What needs to be done ▸
Each record that follows should be transcribed word for word.

Extracted records
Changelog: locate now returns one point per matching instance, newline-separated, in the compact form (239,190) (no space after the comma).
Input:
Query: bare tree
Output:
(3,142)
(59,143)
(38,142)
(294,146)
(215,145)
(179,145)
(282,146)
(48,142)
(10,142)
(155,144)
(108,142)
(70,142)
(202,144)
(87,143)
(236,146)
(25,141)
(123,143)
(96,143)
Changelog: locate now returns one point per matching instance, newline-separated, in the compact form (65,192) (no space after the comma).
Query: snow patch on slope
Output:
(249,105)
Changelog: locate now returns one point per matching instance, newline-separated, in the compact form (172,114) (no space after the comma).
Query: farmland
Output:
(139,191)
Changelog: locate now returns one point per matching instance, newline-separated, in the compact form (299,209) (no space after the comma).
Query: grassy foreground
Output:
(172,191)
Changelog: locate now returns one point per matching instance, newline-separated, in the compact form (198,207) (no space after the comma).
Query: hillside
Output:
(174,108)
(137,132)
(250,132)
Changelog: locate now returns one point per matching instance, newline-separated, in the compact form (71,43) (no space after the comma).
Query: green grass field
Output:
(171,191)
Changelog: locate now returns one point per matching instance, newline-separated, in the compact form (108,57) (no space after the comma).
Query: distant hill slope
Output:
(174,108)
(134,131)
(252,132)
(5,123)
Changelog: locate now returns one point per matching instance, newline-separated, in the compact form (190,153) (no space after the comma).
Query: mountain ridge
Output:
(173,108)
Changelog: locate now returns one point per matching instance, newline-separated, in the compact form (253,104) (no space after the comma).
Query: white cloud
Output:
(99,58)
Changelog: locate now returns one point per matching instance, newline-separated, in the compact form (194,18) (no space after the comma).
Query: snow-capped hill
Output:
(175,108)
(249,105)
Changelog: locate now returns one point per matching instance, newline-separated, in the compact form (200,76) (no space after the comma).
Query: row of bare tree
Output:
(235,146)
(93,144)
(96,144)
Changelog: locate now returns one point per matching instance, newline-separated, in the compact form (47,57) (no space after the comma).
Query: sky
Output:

Written solution ▸
Changelog: locate now returns one point per matching instance, newline-separated, in the compact form (239,190) (no space after the comma).
Input:
Query: bare tree
Output:
(3,142)
(59,143)
(38,142)
(294,146)
(215,145)
(179,145)
(282,146)
(48,142)
(10,142)
(155,144)
(108,142)
(70,142)
(202,144)
(87,143)
(236,146)
(25,141)
(123,143)
(96,143)
Changelog: locate now returns one point per matching instance, newline-separated, in the compact form (65,192) (no space after the comma).
Query: snow patch on slope
Output:
(249,105)
Changelog: locate now returns one point per matching instance, newline-separated, in the compact form (172,114) (no space after the comma).
Query: farmland
Output:
(139,191)
Changelog: locate now returns one point per matching instance, newline-separated, in the compact form (299,209) (no space after the comma).
Query: grassy foreground
Output:
(172,191)
Changelog: locate now returns one point per matching instance, newline-separated, in the compact form (198,207) (no space after the comma).
Query: hillside
Output:
(174,108)
(137,132)
(250,132)
Changelog: locate now returns one point per matching instance, newline-separated, in the compact form (71,43) (no space after the comma).
Query: green grass field
Output:
(171,191)
Changelog: locate now returns one point per matching instance, newline-separated, in the compact form (108,57) (no space after the comma).
Query: distant hill slope
Output:
(174,108)
(134,131)
(252,132)
(5,123)
Changelog: locate now returns one point per matching instance, newline-separated, in the compact form (190,153) (no space after the comma).
Query: mountain ridge
Output:
(173,108)
Changelog: locate now returns one point per matching instance, newline-separated, in the compact form (253,104) (no space after the comma).
Query: white cloud
Output:
(99,58)
Changelog: locate now returns one point per matching instance, newline-separated, in the compact form (194,18) (no space after the comma).
Query: snow-capped hill
Output:
(175,108)
(249,105)
Changelog: locate now returns one point per matching instance, newline-separated, in the compact form (200,76) (no space after the comma).
Query: row of bare tree
Output:
(235,146)
(93,144)
(96,144)
Changelog: locate now returns one point per matching instance, newline-separated, in the compact form (47,57) (no space after the comma).
Query: sky
Output:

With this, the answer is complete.